**Records**
==========

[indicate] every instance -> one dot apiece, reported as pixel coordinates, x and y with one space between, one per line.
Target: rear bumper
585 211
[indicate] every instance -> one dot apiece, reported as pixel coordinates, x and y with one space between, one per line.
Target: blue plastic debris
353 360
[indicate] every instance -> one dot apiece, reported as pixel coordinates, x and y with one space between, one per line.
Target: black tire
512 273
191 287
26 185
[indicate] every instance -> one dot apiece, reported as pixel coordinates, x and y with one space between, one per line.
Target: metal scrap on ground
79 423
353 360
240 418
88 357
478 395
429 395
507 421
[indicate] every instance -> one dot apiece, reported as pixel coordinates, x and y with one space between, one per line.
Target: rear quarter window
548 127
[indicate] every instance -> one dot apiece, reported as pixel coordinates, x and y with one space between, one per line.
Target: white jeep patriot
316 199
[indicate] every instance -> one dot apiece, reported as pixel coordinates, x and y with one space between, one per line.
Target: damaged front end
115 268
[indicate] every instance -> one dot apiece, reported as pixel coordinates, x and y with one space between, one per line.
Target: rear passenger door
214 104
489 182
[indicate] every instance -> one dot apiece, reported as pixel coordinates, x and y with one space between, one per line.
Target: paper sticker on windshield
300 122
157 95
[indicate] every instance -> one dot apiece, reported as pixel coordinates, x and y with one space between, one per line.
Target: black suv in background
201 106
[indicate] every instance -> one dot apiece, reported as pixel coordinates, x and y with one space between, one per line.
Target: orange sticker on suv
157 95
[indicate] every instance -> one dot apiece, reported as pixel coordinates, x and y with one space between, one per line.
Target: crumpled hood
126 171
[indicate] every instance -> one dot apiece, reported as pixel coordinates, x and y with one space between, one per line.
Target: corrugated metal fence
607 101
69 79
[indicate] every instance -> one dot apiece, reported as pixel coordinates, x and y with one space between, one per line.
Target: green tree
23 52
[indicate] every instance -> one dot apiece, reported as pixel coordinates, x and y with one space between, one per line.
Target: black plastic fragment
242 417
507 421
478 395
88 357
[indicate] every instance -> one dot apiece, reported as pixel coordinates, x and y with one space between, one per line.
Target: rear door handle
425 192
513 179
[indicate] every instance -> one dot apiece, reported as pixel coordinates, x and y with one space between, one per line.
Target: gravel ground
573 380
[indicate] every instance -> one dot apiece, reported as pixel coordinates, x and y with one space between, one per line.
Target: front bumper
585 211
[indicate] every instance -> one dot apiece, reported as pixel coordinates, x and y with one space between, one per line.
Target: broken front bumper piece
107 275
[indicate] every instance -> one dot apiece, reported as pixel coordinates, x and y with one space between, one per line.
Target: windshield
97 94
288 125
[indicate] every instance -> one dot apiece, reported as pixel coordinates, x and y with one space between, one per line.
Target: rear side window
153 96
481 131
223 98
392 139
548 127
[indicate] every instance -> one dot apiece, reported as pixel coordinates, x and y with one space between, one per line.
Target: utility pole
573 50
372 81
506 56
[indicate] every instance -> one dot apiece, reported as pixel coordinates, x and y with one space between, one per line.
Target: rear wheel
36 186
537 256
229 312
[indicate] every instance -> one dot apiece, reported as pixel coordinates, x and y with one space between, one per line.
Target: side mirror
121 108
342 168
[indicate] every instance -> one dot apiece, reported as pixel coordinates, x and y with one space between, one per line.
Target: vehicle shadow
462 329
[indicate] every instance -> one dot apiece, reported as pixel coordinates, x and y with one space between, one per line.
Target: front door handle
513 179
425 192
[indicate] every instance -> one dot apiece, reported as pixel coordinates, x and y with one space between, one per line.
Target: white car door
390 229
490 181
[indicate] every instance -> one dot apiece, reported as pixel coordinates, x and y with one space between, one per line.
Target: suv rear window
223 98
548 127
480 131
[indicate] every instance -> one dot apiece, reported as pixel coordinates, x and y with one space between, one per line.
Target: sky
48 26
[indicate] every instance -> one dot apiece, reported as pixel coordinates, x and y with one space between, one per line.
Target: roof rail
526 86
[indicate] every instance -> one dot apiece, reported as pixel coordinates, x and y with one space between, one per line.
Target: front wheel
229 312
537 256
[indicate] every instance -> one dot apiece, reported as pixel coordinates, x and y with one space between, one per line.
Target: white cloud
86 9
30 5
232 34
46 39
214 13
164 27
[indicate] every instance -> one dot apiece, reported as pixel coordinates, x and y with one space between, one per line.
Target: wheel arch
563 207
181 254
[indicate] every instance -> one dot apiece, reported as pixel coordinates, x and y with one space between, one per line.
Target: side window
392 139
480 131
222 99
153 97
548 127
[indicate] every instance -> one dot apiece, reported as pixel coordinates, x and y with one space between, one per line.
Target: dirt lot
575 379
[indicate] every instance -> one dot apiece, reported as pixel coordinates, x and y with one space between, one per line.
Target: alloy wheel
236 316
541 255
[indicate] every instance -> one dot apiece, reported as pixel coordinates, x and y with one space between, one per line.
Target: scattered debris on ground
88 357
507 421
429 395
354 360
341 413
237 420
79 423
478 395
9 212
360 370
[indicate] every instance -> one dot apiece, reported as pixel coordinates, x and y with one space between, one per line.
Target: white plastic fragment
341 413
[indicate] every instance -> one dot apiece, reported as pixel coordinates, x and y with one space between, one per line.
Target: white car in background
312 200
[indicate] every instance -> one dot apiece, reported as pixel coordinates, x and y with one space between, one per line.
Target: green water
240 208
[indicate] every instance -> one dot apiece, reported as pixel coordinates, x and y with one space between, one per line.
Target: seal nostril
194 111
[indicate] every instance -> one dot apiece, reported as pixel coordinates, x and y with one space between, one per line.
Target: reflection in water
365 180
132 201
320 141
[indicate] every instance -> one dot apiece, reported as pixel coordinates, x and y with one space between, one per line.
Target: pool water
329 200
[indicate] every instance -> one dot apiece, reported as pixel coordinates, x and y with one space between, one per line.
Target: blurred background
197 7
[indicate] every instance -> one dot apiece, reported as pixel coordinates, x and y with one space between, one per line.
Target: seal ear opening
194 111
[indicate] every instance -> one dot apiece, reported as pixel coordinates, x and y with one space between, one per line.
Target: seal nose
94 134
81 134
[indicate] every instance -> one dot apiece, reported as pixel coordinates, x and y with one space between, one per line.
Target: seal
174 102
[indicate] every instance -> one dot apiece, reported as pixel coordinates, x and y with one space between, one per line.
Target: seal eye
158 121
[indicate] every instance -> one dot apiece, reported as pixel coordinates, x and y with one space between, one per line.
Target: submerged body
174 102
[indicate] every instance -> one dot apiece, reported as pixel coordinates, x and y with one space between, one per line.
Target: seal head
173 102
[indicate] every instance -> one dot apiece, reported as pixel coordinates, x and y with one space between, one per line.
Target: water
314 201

==========

**Aim of the exercise**
Pick out every line of the records that contains the word "metal", and copy each such line in full.

**Exercise solution**
Target: metal scrap on ground
Target: corrugated metal fence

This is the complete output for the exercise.